The medicine shirt, or shaman's garment, is a painted deer hide with a scalloped border measuring approximately 25.5 inches wide and 30 inches long. A slit has been cut near the center for the wearer's neck. Black, yellow, and green designs have been painted on both sides of the hide. The medicine bundle is composed of two items. The first item is a wooden plaque measuring approximately 9.5 inches wide and 4 inches long. An orange, black, and white figure has been painted on the plaque surface. A deerskin thong and feathers are attached to a center perforation. The second item is a deerskin bag with shoulder strap. The bag measures approximately 9.75 inches wide and 4.75 inches long. A green, black, and yellow figure has been painted on the bag, similar to the one on the wooden plaque. Eight groups of feathers are attached to the bag and along the length of the strap.

On an unknown date, the Southwest Museum purchased two wooden crosses from Mr. Bill Smith with money provided by the General Charles McCormack Reeve Fund. No further information has been found to clarify means of acquisition by the donor.

The first cross is 56 inches high, 33.5 inches across, and .25 inches thick. The cross is composed of five long wooden slats tapered to a point distally, traversed horizontally by five shorter wooden slats. Blue, black, and white zigzagged lines have been painted on the surface. A circular appendage has been attached to the top of the cross. Two dark brown feathers measuring 12 inches in length remain tied to the cross by a cloth cord. The second cross is 52 inches high, 24 inches across, and .25 inches thick. The cross is composed of five long wooden slats tapered to a point distally, traversed horizontally by five shorter wooden slats. Blue, black, and white zigzagged lines have been painted on the surface.

Provided data -
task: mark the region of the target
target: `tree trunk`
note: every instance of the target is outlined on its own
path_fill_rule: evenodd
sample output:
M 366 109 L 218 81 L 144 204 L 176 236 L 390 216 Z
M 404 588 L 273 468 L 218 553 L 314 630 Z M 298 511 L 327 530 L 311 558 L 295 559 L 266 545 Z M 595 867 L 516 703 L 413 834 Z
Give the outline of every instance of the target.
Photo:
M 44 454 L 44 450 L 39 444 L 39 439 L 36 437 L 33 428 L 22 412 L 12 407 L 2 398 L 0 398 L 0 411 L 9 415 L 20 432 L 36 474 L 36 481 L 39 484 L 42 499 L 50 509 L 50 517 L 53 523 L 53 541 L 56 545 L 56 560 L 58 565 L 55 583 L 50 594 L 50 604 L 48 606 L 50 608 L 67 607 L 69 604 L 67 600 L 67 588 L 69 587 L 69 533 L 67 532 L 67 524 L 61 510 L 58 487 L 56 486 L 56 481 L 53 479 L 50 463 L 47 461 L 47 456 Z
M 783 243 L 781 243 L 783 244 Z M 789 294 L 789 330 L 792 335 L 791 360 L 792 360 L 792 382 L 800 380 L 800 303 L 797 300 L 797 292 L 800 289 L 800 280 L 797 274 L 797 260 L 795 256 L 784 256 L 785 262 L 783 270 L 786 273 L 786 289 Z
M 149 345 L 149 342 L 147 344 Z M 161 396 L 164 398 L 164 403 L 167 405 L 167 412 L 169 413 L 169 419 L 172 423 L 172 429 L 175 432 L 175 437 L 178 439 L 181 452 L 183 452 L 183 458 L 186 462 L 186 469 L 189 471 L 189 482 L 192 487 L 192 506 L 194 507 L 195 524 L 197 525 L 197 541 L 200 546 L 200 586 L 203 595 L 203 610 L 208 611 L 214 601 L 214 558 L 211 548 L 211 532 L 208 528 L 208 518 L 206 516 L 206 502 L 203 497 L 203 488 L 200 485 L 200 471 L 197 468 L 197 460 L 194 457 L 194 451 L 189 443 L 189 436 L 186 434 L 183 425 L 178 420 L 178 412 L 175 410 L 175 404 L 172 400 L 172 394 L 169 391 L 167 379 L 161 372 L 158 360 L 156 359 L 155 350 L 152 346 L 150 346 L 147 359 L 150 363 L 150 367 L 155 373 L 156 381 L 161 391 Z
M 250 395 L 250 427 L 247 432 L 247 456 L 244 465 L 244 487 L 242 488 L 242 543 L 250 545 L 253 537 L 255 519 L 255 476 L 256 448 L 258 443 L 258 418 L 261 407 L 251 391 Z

Description of the task - Rewrite the object descriptions from "The medicine shirt, or" to "of the strap.", renaming every "plaque" as "tablet".

Written response -
The medicine shirt, or shaman's garment, is a painted deer hide with a scalloped border measuring approximately 25.5 inches wide and 30 inches long. A slit has been cut near the center for the wearer's neck. Black, yellow, and green designs have been painted on both sides of the hide. The medicine bundle is composed of two items. The first item is a wooden tablet measuring approximately 9.5 inches wide and 4 inches long. An orange, black, and white figure has been painted on the tablet surface. A deerskin thong and feathers are attached to a center perforation. The second item is a deerskin bag with shoulder strap. The bag measures approximately 9.75 inches wide and 4.75 inches long. A green, black, and yellow figure has been painted on the bag, similar to the one on the wooden tablet. Eight groups of feathers are attached to the bag and along the length of the strap.